** TEXT UNDER STUDY follows **

Consistent imaging protocols will require normalization / harmonization of data sourced from multiple platforms, hospitals and vendors. AI has shown a remarkable ability to generalize and group / tease out patterns from high-dimensional data. Machine / deep learning algorithms should rely on mix-omics integration of imaging and physiological measures. There is an urgent need for new models of multi-modal transfer learning (e.g., understanding lung and heart functional interactions), and incremental learning as cohorts grow at an ever-faster face, combining data from states/countries.
We are in the process developing harmonization methods that are applied to COPD patient imaging data. This phenotyping could lead to a better retrospective understanding of COPD disease pathways and prepare for future management of pulmonary-derived chronic pathologies. In addition, there are significant new chronic pathologies expected in COVID survivors (cardiomyopathy, pulmonary aspergillosis, hemoglobin / iron deficiencies) in the longer term, which will be challenging to treat and / or recognize. The harmonized baseline data during acute phases of disease would help tremendously in our ability to understand the implications of these pathologies.
The proposed harmonization platform would include normalization across vendors, sites, possible variations in protocols and patient size. We describe AI based harmonization methods to leverage a large number of baseline scans from existing and ongoing studies for density measures, texture and later airway topology. During this initial phase, the Columbia cohort would harmonize 2,500 subjects in total, sampling in proportion five distinct cohorts. In the long term we aspire to develop data sharing tools, with possible partnerships for long term / global infrastructure and computing, integrate expertise in multiple imaging modalities, lead an open AI approach to model, predict and understand stages of pulmonary disease including COPD.

Biography

Andrew F. Laine received his D.Sc. degree from Washington University (St. Louis) School of Engineering and Applied Science in Computer Science, in 1989 and BS degree from Cornell University (Ithaca, NY). He was a Professor in the Department of Computer and Information Sciences and Engineering at the University of Florida (Gainesville, FL) from 1990-1997. He joined the Department of Biomedical Engineering in 1997 and served as Vice Chair of the Department of Biomedical Engineering at Columbia University since 2003 – 2011, and Chair of the Department of Biomedical Engineering (2012 – 2017). He is currently Director of the Heffner Biomedical Imaging at Columbia University and the Percy K. and Vida L. W. Hudson Professor of Biomedical Engineering and Professor of Radiology (Physics).

** End of TEXT UNDER STUDY **
** DATASET EXCERPTS follows **

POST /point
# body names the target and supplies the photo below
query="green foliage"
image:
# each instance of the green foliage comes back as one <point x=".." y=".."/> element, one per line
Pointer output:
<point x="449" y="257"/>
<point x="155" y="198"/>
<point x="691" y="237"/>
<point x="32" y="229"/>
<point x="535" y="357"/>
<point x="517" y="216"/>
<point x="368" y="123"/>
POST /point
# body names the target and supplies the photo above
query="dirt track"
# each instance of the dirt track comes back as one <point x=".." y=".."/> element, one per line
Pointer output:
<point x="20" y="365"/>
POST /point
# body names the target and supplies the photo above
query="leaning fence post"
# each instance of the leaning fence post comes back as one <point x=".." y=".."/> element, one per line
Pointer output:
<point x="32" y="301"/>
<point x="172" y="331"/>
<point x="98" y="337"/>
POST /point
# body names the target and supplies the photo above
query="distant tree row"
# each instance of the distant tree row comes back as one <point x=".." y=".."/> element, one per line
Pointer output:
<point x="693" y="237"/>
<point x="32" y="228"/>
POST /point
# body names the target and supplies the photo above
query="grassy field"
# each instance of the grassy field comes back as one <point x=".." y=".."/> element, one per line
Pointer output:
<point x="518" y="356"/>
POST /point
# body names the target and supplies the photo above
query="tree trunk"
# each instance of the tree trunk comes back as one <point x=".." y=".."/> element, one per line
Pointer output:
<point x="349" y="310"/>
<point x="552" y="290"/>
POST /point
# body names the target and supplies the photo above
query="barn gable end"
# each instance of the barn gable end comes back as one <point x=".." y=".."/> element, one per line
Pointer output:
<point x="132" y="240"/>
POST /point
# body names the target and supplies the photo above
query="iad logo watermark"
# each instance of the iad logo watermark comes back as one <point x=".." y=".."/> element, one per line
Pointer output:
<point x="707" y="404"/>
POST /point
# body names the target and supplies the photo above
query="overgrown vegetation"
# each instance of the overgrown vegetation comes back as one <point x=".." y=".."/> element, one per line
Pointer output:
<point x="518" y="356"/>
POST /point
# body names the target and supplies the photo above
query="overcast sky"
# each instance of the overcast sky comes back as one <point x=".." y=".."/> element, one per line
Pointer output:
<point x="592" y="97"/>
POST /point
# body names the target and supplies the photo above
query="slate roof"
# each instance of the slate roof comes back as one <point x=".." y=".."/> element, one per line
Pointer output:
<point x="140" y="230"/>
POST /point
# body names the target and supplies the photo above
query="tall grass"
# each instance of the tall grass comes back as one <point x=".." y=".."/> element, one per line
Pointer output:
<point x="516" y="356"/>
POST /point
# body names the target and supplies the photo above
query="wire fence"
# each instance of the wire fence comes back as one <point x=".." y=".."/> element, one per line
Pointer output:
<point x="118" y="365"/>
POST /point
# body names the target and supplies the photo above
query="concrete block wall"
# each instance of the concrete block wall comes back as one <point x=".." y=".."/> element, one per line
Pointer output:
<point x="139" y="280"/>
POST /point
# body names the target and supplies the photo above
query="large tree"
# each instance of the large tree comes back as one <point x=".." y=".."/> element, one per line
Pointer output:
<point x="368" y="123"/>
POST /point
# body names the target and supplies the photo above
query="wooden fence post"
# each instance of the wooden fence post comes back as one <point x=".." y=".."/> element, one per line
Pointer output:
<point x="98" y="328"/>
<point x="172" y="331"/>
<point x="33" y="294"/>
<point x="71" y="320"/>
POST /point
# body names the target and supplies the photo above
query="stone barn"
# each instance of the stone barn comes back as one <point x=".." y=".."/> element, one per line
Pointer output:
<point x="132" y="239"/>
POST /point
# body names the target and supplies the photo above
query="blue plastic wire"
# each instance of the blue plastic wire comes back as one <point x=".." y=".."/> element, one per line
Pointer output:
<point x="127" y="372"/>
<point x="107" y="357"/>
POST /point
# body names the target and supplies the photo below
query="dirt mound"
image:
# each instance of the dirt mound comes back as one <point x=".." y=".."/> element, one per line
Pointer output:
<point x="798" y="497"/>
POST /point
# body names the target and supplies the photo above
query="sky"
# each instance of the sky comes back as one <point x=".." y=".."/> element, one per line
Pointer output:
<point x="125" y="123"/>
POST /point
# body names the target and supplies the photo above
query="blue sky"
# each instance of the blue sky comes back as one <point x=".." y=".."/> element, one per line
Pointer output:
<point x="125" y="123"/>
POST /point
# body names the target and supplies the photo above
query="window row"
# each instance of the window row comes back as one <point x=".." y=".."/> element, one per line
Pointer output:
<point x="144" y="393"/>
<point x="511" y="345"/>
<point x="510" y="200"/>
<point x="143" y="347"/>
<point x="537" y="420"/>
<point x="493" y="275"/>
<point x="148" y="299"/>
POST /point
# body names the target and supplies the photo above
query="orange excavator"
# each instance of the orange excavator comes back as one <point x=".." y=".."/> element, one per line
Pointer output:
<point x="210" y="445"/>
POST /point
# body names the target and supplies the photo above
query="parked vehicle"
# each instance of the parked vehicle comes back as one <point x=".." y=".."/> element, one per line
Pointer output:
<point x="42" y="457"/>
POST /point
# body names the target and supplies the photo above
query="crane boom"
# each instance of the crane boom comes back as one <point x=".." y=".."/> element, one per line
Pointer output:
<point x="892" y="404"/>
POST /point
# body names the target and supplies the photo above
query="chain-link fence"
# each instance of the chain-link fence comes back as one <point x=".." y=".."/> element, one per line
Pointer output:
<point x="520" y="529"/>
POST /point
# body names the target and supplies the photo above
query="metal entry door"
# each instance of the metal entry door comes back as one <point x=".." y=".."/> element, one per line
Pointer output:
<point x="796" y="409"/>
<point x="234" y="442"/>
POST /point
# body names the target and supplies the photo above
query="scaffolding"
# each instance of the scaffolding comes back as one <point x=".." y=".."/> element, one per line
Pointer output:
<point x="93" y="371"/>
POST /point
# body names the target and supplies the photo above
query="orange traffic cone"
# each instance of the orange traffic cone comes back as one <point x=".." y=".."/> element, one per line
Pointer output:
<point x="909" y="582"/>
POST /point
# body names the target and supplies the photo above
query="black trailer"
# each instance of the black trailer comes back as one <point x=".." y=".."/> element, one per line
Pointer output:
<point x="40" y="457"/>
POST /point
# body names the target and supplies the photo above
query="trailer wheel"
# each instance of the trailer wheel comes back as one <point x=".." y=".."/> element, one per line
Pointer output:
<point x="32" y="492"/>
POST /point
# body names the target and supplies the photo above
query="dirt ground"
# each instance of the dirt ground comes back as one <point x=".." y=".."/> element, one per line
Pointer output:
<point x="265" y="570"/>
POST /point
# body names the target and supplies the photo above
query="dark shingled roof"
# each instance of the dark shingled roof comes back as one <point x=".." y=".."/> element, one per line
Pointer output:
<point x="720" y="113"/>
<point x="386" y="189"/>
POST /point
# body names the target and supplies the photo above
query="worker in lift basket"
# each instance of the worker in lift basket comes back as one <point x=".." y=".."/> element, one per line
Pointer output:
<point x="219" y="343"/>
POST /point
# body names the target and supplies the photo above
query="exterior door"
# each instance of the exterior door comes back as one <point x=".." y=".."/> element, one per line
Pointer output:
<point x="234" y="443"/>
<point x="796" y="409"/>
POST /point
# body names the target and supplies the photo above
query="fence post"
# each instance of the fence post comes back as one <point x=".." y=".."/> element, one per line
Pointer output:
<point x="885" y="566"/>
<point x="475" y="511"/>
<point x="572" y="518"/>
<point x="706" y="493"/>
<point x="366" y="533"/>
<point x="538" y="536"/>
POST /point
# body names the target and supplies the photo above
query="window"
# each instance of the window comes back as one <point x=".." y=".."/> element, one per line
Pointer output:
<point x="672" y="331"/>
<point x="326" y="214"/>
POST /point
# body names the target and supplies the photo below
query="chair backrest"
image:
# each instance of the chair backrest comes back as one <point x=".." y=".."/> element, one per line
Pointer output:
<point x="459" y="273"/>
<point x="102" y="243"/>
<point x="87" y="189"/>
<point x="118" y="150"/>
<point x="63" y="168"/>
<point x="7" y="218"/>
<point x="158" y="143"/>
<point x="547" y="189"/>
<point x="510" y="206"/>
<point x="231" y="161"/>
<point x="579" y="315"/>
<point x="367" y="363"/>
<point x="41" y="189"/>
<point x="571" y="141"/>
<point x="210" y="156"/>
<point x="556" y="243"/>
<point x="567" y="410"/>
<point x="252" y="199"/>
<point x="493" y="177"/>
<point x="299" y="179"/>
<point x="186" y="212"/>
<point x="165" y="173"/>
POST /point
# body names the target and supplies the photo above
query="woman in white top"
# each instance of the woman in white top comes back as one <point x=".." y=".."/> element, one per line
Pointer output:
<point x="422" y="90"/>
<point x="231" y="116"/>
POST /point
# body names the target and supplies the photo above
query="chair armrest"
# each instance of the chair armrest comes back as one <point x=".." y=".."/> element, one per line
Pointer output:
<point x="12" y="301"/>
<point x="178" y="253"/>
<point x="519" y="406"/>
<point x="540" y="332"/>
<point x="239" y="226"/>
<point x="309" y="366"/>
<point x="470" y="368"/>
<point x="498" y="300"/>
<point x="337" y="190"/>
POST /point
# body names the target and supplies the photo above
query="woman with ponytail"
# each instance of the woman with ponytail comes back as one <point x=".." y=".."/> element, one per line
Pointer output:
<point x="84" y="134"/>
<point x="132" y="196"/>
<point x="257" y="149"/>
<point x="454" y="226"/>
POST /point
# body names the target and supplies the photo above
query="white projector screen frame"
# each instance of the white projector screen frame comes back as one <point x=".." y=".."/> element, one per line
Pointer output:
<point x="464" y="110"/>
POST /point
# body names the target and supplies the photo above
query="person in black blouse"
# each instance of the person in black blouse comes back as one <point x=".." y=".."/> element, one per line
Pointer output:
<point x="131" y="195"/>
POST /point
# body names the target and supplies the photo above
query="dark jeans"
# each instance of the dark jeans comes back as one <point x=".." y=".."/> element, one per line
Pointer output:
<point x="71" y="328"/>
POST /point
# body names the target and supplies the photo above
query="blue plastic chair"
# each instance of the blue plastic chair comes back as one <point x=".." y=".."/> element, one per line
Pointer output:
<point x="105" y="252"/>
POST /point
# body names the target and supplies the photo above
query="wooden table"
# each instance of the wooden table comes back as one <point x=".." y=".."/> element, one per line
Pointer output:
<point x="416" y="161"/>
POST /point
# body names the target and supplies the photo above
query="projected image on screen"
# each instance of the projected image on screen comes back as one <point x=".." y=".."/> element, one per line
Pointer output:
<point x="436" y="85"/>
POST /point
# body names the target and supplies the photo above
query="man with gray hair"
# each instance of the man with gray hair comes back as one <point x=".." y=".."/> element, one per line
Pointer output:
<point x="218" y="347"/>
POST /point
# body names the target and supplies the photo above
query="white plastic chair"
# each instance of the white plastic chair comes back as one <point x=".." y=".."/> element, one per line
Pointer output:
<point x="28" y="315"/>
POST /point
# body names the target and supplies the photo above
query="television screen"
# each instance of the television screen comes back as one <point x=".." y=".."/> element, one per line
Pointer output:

** End of DATASET EXCERPTS **

## WORK INSTRUCTIONS
**a.** In the text on imaging harmonization, how many subjects would the Columbia cohort harmonize during the initial phase?
**b.** Write the next part of the text on imaging harmonization, beginning after its final sentence.

## ANSWERS FOR THIS EXERCISE
**a.** 2,500 subjects in total, sampled in proportion from five distinct cohorts.

**b.**
He has served on the program committee for the IEEE-EMBS Workshop on Wavelet Applications in Medicine in 1994, 1998, 1999, and 2004. He was the founding chair of the SPIE conference on “Mathematical Imaging: Wavelet Application in Signal and Image Processing”, and served as co-chair during the years 1993-2003. Dr. Laine has served as Chair of Technical Committee (TC-BIIP) on Biomedical Imaging and Image Processing for EMBS 2004-2009, and has been a member of the TC of IEEE Signal Processing Society, TC-BISP (Biomedical Imaging and Signal Processing) 2003-present. Professor Laine served on the IEEE ISBI (International Symposium on Biomedical Imaging) steering committee, 2006-2009 and 2009 – 2012. He was the Program Chair for the IEEE EMBS annual conference in 2006 held in New York City and served as Program Co-Chair for IEEE ISBI in 2008 (Paris, France). He served as Area Editor for IEEE Reviews in BME in Biomedical Imaging since 2007-2013. He was Program Chair for the EMBS annual conference for 2011 (Boston, MA). Professor Laine Chaired the Steering committee for IEEE ISBI, 2011-2013, and Chairs the Council of Societies for AIMBE (American Institute for Medical and Biological Engineers). He was the General Co-Chair for IEEE ISBI in 2022. Finally, he served as the IEEE EMBS Vice President of Publications 2008 – 2012, and was the President of IEEE EMBS (Engineering in Biology and Medicine Society) 2015 and 2016. He is a Fellow of IEEE, AIMBE and IFMBE.